##### EXTRAIT DU DOCUMENT #####

Il est bon de préciser que, si nous abordons en grande partie le problème des relations interculturelles sur le plan de l’art, nous n’avons pas à l’esprit la conception moderne, esthétique ou sentimentale, de l’art ; nous l’envisageons selon la perspective platonicienne, qui est en même temps universelle, et dans laquelle l’«art» est le principe de la fabrication et rien d’autre que la science de faire toute chose pour le bien physique et métaphysique de l’homme ; et selon laquelle, en conséquence, l’agriculture et la cuisine, le tissage et la pêche sont tout autant des arts que la peinture et la musique.

Aussi étrange que cela puisse nous paraître, il ne faut pas oublier que nous ne pouvons prétendre penser pour les autres, si nous ne réussissons pas à penser avec eux. Dans ce contexte, alors, l’« art » inclut la totalité de la vie active et présuppose la vie contemplative. Désintégrer l’art d’un peuple, c’est détruire sa vie, en le réduisant à l’état prolétarien des bûcherons et des puiseurs d’eau, dans l’intérêt d’un commerçant étranger à qui revient le bénéfice. L’emploi des Malais dans les plantations de caoutchouc, par exemple, ne contribue en rien à leur culture et ne fait certainement pas d’eux nos amis : ils ne nous doivent rien. Nous faisons preuve d’une irresponsabilité dont les Orientaux, pour la plupart, sont encore innocents.

##### CONTENU PRÉSENTÉ #####

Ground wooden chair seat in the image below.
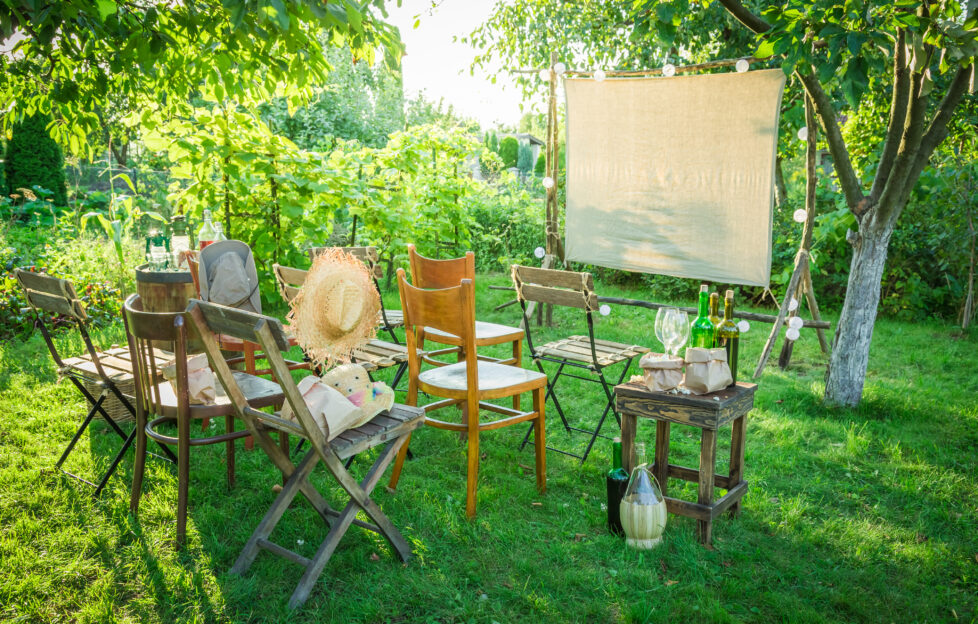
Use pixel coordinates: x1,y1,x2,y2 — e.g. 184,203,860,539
536,336,649,366
418,360,547,400
143,371,285,418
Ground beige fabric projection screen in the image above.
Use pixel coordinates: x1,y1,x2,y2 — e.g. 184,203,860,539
564,69,785,286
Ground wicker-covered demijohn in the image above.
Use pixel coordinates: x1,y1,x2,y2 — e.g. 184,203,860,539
288,248,380,368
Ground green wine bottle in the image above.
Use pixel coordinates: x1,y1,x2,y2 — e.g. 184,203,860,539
708,292,720,346
717,290,740,385
689,284,715,349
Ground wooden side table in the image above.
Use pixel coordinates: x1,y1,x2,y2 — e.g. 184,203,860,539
615,383,757,544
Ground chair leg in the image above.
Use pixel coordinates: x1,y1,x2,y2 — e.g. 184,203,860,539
224,414,234,489
533,386,547,493
465,394,479,518
177,404,190,549
129,410,146,513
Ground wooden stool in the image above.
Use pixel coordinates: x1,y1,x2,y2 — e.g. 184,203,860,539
615,383,757,544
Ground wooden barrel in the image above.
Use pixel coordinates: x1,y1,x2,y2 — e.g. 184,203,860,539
136,264,203,353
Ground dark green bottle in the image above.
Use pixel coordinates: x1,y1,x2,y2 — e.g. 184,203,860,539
689,284,715,349
605,438,628,536
717,290,740,385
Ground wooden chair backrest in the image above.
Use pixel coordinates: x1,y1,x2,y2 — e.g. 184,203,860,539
186,299,329,446
122,295,190,416
14,268,88,323
397,269,479,391
408,244,475,289
512,264,598,312
309,246,384,280
272,264,309,303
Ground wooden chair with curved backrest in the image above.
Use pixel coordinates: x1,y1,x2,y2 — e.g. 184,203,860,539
390,269,547,518
402,244,525,370
187,300,424,608
124,295,284,546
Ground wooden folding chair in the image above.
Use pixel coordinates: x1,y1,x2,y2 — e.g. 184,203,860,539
513,264,649,464
14,268,176,497
187,299,424,608
390,269,547,518
309,246,404,344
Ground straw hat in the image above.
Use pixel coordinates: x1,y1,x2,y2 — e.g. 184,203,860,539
288,248,380,368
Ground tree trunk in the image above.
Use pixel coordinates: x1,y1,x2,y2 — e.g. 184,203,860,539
825,215,895,407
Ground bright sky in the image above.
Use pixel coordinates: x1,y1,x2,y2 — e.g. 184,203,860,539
387,0,523,128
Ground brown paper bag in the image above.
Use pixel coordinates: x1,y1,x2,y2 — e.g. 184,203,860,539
638,353,683,392
163,353,217,405
683,347,733,394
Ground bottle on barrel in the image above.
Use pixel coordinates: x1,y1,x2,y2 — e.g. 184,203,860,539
605,438,628,536
689,284,716,349
717,290,740,385
197,210,217,250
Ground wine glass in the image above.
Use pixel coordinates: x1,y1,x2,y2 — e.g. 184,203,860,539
669,308,689,356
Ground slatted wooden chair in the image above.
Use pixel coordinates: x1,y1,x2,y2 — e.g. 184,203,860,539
402,244,524,370
512,264,649,464
272,260,407,388
14,268,176,497
390,269,547,518
187,300,424,608
123,295,285,547
309,246,404,344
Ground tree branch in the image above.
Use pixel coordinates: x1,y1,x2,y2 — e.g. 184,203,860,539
795,70,868,217
869,28,910,201
720,0,771,34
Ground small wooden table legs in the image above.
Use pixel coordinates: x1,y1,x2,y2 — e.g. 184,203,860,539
615,384,756,544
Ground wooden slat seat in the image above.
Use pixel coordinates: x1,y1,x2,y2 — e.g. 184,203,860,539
536,336,649,366
418,360,547,401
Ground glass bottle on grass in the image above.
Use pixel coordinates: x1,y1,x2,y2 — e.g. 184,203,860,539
197,210,217,250
717,290,740,385
619,443,667,550
689,284,715,349
605,438,628,536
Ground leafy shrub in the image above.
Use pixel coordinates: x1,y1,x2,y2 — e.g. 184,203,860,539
4,114,68,206
499,137,520,169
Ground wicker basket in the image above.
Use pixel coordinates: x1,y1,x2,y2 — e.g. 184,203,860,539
82,379,135,423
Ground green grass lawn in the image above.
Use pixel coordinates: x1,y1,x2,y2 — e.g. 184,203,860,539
0,276,978,623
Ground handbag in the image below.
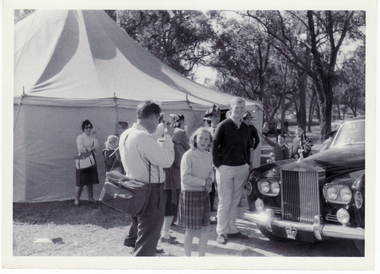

#####

● À COMPLÉTER:
1 > Traduisez en anglais cette phrase de l'extrait sur l'art : « L’emploi des Malais dans les plantations de caoutchouc, par exemple, ne contribue en rien à leur culture et ne fait certainement pas d’eux nos amis : ils ne nous doivent rien. »
2 > Recopiez le passage de l'extrait sur l'art qui s'ouvre sur les mots contenant « Aussi étrange que » et se ferme sur « sont encore innocents. ».
3 > Rédigez la suite de l'extrait sur l'art, après sa dernière phrase.
Les lignes n'ont aucun rapport avec l'extrait sur l'art.

● RÉPONSES FOURNIES:
1 > The employment of Malays on rubber plantations, for example, contributes nothing to their culture and certainly does not make them our friends: they owe us nothing.

2 >
Aussi étrange que cela puisse nous paraître, il ne faut pas oublier que nous ne pouvons prétendre penser pour les autres, si nous ne réussissons pas à penser avec eux. Dans ce contexte, alors, l’« art » inclut la totalité de la vie active et présuppose la vie contemplative. Désintégrer l’art d’un peuple, c’est détruire sa vie, en le réduisant à l’état prolétarien des bûcherons et des puiseurs d’eau, dans l’intérêt d’un commerçant étranger à qui revient le bénéfice. L’emploi des Malais dans les plantations de caoutchouc, par exemple, ne contribue en rien à leur culture et ne fait certainement pas d’eux nos amis : ils ne nous doivent rien. Nous faisons preuve d’une irresponsabilité dont les Orientaux, pour la plupart, sont encore innocents.

3 >
Je voudrais illustrer ce que j’entends par responsabilité. J’ai connu des Indiens qui refusèrent avec indignation d’acheter des actions lucratives dans une société hôtelière, parce qu’ils ne voulaient pas s’enrichir en offrant l’hospitalité, et une femme indienne qui ne voulait pas acquérir de machine à laver pour ne pas faire de tort au blanchisseur. Un Européen, Marco Pallis, fit preuve d’un sens égal de la responsabilité en choisissant des cadeaux pour ses amis tibétains : il se donna une peine infinie pour éviter tout objet qui aurait pu tendre à une destruction de la qualité de leur niveau de vie.

Le monde moderne a, en fait, abandonné (comme l’a récemment fait remarquer Aldous Huxley) la notion d’une « vie honnête » selon laquelle un homme n’est pas un bon chrétien s’il vit d’usure ou de spéculation, ou un bon bouddhiste s’il fabrique des armes ou des boissons enivrantes. Comme je l’ai dit ailleurs : s’il y a des emplois incompatibles avec la dignité humaine, ou des produits, même lucratifs, qui ne sont pas des biens véritables, ces emplois et ces produits doivent être abandonnés par toute société qui a en vue la dignité de l’ensemble de ses membres. Un niveau de vie ne peut être proprement qualifié de « haut » que s’il est évalué du point de vue de la dignité, et non pas uniquement du point de vue du confort.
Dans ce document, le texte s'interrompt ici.